[BEGIN Task data]

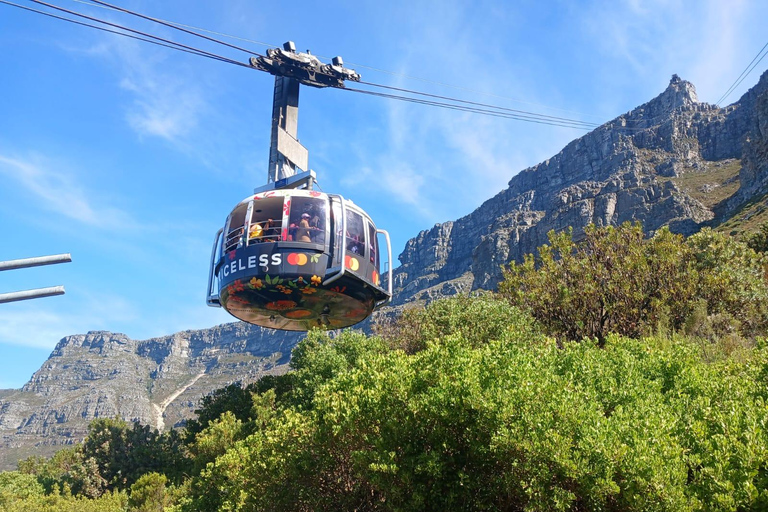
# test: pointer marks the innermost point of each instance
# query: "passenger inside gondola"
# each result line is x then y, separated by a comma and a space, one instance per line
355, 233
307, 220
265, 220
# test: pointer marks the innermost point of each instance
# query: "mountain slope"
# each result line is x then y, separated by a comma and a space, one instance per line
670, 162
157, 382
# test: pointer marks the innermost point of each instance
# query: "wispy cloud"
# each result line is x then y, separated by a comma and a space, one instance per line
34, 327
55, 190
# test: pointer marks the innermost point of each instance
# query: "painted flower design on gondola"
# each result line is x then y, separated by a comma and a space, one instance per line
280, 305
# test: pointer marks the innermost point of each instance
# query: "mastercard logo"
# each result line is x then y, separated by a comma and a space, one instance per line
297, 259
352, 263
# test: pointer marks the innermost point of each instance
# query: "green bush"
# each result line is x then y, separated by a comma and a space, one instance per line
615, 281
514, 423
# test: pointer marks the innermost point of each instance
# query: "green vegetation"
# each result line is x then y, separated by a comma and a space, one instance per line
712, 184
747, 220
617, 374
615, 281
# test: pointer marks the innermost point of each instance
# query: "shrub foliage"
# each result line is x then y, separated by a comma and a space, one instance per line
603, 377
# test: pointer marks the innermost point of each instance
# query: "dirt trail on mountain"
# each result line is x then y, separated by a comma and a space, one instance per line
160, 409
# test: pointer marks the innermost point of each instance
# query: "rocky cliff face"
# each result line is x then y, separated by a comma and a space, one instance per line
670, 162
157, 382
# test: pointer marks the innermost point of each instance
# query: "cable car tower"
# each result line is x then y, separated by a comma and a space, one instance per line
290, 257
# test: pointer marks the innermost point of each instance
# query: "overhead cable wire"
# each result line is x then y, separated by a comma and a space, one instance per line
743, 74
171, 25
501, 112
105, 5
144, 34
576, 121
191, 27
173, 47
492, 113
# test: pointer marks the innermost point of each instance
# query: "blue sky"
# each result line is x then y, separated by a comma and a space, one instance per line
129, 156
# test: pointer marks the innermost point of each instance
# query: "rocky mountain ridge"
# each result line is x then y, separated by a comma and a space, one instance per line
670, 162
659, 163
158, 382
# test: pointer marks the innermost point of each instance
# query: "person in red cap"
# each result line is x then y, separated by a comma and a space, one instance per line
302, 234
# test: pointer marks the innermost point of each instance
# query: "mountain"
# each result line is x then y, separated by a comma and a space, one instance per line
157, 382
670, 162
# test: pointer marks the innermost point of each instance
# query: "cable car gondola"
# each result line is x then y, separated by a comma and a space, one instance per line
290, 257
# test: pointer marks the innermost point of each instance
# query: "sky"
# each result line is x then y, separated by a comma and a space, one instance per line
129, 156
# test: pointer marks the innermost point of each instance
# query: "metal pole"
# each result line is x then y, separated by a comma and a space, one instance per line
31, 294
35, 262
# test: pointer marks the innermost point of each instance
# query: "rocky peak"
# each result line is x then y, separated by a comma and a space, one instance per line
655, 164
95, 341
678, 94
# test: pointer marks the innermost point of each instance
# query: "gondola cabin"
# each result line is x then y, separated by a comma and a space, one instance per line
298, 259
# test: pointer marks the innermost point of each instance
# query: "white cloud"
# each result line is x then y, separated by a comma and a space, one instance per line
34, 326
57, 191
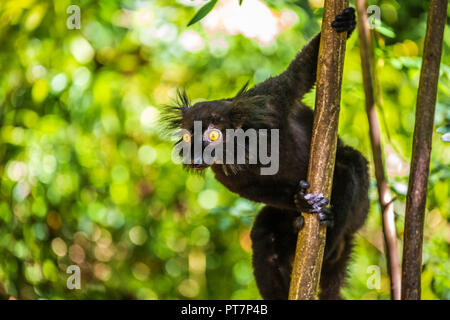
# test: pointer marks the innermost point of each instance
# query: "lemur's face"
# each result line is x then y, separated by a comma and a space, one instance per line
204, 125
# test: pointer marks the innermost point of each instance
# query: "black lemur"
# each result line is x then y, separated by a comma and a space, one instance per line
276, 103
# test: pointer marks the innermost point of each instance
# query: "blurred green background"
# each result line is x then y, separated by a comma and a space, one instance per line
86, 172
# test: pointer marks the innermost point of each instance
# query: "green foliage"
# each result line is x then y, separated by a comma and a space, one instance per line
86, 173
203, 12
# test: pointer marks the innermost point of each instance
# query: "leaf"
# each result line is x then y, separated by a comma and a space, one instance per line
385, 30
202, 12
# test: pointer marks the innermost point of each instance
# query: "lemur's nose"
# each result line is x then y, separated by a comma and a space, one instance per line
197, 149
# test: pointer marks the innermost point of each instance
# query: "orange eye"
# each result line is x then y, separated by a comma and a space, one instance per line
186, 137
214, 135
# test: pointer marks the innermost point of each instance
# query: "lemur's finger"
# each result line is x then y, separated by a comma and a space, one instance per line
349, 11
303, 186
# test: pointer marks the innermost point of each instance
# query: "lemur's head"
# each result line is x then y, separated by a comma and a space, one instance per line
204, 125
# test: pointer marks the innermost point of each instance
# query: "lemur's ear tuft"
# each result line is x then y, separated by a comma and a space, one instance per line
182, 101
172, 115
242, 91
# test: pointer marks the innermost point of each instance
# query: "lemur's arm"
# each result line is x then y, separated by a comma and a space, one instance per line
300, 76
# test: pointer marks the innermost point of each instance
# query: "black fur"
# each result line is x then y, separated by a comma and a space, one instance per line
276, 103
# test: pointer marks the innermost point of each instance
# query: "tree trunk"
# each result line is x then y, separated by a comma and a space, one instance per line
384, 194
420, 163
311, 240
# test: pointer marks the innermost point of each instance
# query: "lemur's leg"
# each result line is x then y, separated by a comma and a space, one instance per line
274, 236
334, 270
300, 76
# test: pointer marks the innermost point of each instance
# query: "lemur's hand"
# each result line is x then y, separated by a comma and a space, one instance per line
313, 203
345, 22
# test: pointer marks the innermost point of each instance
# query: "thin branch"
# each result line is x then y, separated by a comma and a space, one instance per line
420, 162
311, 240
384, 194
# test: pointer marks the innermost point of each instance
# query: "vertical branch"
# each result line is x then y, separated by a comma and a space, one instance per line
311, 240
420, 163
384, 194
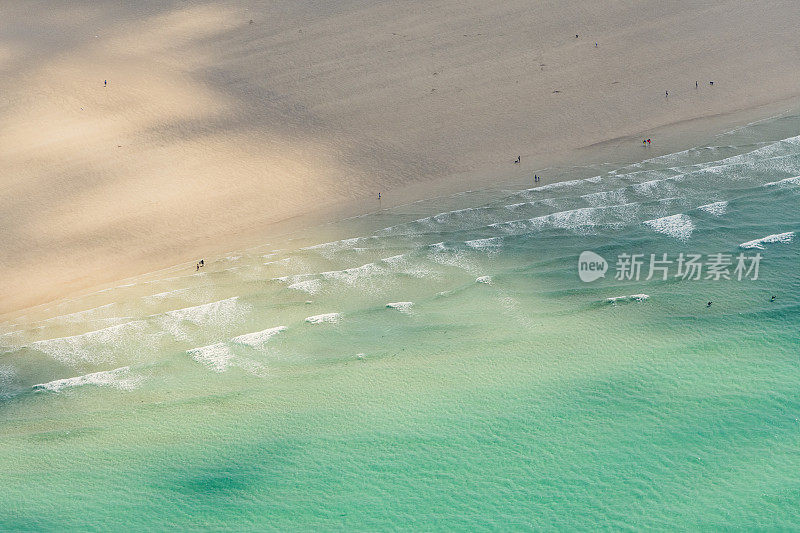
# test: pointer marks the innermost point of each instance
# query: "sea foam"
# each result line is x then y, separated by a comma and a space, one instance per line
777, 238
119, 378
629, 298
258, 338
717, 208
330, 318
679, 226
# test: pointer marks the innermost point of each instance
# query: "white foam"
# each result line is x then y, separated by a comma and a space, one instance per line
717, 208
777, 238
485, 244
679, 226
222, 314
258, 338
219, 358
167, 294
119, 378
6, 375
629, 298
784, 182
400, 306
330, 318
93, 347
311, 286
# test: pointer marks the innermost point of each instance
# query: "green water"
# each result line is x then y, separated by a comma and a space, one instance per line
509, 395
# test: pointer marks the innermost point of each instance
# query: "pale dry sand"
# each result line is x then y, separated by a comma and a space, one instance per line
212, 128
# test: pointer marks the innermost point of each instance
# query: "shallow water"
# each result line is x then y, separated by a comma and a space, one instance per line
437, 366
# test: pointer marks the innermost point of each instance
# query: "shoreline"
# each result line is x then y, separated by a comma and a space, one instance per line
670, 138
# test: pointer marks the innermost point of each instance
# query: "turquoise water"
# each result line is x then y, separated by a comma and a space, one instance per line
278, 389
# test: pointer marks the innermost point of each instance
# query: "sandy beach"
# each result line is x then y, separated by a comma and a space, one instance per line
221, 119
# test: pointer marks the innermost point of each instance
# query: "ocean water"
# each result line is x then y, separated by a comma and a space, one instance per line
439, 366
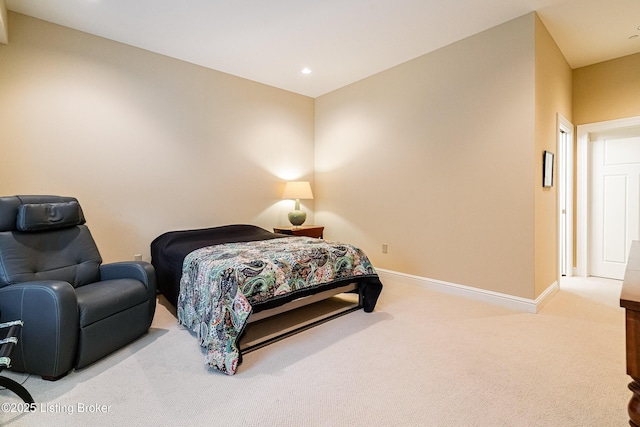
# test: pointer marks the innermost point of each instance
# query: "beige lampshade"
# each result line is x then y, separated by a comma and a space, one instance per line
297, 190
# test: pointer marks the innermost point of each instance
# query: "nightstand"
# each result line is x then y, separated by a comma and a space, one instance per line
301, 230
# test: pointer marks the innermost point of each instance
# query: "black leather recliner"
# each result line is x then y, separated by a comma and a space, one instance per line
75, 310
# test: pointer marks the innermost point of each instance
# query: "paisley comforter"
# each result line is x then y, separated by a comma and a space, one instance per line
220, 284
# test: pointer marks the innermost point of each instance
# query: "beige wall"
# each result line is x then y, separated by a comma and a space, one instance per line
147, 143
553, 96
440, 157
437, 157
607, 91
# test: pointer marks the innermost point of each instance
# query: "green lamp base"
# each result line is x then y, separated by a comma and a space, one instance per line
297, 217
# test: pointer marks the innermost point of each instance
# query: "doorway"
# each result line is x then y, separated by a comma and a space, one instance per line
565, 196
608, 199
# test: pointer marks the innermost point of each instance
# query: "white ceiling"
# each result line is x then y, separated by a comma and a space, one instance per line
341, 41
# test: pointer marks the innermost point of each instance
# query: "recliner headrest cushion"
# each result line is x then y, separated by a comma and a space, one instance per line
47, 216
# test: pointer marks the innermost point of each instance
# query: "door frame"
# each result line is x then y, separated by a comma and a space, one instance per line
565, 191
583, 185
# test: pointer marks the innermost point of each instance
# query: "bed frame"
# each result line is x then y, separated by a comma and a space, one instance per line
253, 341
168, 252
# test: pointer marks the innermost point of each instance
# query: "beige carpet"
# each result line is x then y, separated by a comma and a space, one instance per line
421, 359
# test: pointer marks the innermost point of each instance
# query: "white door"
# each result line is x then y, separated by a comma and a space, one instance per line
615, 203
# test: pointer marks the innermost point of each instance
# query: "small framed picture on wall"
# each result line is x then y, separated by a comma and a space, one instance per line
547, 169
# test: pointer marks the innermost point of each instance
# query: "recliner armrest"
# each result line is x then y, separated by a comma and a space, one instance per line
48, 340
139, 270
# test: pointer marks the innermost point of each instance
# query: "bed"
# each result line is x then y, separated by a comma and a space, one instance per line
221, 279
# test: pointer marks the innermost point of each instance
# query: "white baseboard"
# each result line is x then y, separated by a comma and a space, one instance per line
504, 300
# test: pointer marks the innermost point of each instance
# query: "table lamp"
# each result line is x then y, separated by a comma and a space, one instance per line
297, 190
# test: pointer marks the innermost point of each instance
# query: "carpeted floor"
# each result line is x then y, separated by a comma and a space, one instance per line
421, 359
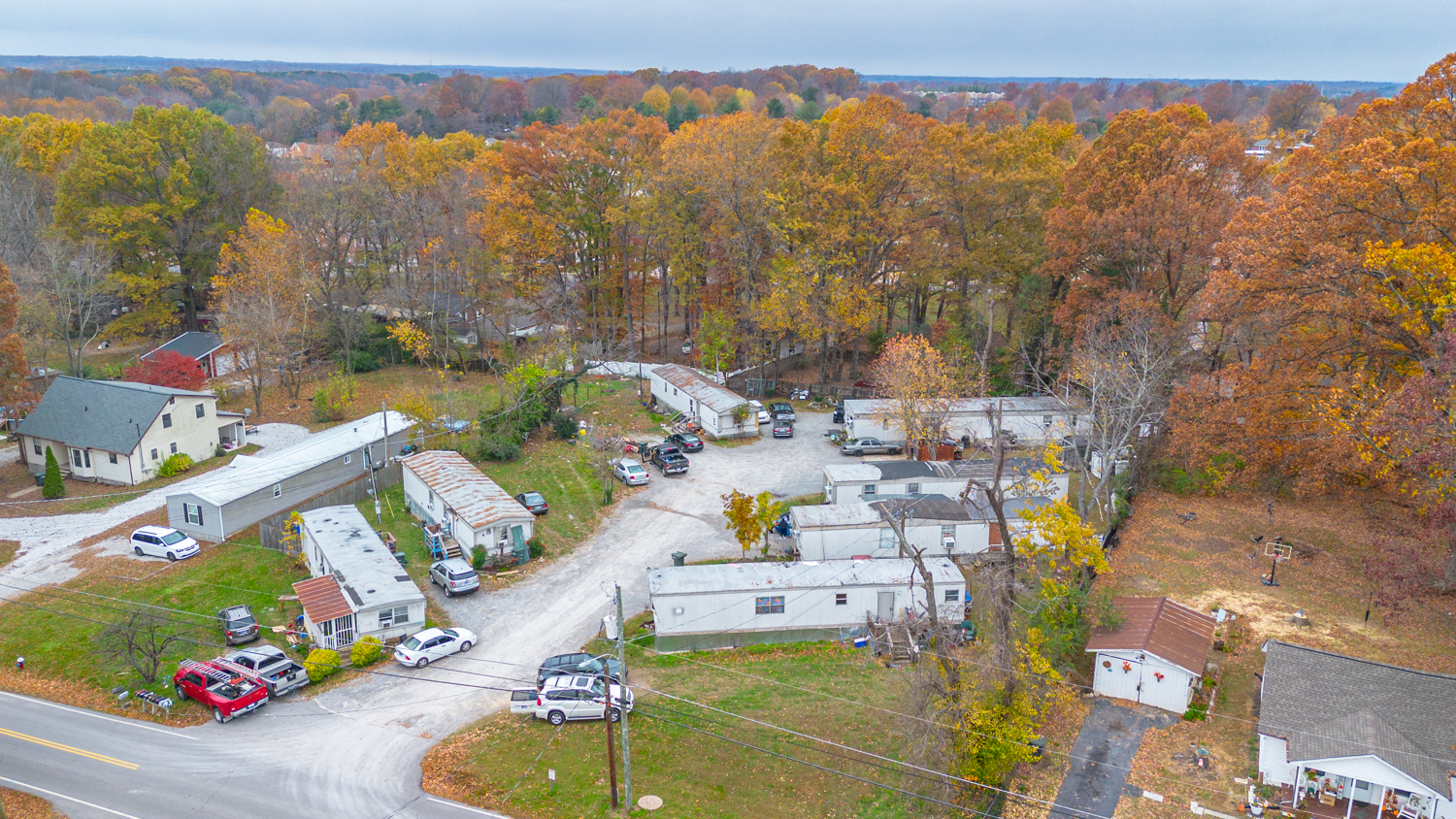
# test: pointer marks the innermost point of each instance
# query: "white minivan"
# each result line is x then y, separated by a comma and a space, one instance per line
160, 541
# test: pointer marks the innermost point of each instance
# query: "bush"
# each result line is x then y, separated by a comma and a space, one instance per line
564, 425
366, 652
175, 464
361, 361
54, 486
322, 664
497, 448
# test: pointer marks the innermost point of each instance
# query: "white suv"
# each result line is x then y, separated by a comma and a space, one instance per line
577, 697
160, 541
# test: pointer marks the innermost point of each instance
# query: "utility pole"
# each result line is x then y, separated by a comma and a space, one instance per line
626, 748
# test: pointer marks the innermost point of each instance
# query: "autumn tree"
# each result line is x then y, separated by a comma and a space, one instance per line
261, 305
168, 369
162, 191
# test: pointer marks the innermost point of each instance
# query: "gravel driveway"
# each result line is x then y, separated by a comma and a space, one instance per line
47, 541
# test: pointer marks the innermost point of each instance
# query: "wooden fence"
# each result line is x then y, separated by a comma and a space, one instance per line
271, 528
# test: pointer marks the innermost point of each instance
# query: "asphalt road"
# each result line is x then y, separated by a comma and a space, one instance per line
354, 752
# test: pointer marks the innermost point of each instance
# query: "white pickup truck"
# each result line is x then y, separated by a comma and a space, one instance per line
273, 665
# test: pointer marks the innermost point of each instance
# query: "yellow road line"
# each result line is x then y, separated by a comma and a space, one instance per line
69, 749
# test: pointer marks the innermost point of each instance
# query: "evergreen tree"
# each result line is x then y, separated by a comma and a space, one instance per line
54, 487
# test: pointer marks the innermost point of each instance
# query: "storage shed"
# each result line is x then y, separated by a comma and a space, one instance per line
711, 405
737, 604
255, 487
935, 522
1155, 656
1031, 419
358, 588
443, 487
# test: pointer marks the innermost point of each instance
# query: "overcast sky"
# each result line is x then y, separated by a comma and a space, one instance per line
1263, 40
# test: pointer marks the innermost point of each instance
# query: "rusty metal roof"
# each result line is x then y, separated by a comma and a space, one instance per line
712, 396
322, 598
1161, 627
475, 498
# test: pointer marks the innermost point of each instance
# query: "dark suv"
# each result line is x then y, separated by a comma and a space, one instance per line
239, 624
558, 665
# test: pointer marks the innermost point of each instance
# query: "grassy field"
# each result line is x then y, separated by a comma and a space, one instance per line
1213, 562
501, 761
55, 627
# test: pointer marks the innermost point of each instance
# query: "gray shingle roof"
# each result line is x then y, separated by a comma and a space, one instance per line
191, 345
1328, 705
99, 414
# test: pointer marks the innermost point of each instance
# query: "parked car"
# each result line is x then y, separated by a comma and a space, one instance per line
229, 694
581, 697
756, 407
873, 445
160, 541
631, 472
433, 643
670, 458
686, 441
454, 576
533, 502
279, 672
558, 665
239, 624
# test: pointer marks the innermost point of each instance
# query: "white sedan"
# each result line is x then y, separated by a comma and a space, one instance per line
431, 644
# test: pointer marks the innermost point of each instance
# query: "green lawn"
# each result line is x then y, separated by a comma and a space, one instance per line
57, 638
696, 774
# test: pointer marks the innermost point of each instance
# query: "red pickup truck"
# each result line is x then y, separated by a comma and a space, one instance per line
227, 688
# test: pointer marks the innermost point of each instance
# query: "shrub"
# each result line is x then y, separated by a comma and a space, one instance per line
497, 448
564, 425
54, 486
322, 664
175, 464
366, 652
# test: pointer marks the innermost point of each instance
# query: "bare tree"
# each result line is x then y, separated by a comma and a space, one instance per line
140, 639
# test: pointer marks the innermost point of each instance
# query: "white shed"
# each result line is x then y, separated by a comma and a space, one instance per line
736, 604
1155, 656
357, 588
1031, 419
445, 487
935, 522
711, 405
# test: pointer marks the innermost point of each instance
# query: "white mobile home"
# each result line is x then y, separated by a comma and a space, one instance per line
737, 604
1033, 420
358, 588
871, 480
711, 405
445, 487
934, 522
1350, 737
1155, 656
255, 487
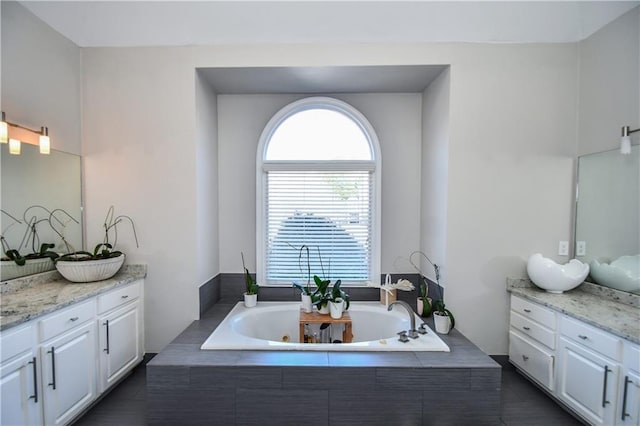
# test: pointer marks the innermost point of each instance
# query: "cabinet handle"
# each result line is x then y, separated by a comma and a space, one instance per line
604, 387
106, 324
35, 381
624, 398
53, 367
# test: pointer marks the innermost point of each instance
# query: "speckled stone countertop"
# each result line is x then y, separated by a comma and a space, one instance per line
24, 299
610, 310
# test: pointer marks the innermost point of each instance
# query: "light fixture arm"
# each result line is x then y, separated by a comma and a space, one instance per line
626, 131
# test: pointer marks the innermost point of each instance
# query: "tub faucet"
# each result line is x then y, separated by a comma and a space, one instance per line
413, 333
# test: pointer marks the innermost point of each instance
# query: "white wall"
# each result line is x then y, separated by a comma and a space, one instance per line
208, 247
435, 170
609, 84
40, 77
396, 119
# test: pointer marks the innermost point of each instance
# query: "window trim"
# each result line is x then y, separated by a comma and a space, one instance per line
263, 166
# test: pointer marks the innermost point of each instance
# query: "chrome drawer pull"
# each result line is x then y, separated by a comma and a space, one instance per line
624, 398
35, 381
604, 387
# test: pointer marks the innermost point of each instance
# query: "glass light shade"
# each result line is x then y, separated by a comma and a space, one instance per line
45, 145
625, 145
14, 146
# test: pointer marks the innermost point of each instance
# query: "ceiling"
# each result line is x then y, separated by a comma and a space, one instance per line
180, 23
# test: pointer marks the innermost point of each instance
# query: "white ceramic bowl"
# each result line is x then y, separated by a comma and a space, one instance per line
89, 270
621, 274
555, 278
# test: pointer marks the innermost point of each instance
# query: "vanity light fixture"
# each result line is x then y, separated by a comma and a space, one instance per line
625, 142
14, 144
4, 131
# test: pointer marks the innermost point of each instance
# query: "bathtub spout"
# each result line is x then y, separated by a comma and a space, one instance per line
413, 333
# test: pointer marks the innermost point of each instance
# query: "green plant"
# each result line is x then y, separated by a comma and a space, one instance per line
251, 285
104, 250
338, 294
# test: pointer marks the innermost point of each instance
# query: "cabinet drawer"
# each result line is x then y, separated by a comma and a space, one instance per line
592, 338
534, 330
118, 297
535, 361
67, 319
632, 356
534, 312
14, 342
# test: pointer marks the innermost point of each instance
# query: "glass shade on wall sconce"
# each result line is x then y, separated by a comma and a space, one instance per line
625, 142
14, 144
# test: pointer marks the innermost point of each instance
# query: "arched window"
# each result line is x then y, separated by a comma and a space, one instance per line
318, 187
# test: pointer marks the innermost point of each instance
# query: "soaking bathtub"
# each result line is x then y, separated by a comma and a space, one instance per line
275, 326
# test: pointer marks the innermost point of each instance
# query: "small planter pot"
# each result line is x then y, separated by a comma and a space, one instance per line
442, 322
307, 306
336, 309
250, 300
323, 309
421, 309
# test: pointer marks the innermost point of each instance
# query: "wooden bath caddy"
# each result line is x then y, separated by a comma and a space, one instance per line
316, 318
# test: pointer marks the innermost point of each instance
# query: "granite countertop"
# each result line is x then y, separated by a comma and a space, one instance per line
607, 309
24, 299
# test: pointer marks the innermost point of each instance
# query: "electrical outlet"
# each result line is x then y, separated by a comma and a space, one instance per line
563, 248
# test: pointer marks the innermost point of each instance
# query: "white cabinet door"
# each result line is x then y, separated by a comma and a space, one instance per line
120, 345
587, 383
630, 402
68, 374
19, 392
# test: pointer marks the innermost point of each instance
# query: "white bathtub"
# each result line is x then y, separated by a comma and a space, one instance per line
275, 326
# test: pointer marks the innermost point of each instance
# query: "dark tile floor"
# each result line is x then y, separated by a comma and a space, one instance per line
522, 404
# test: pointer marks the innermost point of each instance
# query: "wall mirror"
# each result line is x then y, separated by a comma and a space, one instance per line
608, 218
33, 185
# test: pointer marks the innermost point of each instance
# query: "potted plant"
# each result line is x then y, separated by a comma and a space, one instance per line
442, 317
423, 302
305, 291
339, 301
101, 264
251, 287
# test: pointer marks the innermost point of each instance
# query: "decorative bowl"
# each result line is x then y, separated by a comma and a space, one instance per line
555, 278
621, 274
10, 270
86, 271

[END Task data]

— Work to do —
Count the lines above that contain the word "gondola" and give only the number.

— Written solution —
4